* _Records shown_:
• • • • • • •

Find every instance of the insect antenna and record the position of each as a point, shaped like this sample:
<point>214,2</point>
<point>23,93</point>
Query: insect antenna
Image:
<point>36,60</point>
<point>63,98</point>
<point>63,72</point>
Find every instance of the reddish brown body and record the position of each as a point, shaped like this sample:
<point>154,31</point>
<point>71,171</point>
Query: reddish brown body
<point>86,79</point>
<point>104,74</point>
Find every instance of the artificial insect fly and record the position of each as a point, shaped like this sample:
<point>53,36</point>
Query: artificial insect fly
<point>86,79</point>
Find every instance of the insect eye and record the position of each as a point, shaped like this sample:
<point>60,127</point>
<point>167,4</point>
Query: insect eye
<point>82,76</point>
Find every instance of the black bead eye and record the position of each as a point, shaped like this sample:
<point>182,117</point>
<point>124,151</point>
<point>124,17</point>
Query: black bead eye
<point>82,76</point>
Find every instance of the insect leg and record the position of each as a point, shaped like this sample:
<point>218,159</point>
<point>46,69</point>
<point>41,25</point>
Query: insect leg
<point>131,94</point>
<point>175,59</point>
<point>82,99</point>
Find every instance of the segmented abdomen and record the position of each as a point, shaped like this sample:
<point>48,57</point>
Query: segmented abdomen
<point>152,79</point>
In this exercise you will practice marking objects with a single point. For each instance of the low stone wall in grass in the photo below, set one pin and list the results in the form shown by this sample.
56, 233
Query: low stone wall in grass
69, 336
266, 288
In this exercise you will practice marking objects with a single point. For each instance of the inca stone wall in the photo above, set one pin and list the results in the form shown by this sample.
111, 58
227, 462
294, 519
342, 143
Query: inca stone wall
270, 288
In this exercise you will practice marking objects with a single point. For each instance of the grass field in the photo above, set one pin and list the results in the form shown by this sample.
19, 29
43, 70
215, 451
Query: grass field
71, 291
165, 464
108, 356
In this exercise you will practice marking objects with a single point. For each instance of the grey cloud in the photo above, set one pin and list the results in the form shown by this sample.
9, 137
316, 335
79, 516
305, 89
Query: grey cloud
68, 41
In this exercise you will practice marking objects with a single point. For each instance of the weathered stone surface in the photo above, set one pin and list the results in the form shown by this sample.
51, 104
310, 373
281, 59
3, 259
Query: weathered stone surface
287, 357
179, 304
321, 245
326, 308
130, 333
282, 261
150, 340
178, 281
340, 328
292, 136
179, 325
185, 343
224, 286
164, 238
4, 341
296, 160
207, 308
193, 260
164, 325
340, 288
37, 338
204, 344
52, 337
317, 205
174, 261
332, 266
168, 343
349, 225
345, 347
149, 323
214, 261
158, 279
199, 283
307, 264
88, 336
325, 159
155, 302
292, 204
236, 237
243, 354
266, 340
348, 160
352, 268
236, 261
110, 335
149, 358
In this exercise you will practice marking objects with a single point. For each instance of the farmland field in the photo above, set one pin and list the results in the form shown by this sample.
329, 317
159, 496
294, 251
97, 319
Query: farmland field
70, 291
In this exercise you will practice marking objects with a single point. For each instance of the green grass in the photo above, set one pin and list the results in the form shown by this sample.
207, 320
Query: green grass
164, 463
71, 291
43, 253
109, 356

• • • • • • •

* _About this exercise_: Give again, word for word, the records from their first line to the one with "Find every instance of the artificial", and leave out all else.

* _Output for this task_:
Find every instance of the insect antenna and record the position of each as a point, shaped like this sample:
<point>214,2</point>
<point>23,93</point>
Query: insect antenna
Image:
<point>36,60</point>
<point>63,98</point>
<point>63,72</point>
Find every instance of the reddish brown body and record the position of each as a point, shaped like this sample:
<point>154,31</point>
<point>71,171</point>
Query: reddish brown body
<point>86,79</point>
<point>104,74</point>
Find every instance of the artificial insect fly and record the position of each as a point, shaped like this sample:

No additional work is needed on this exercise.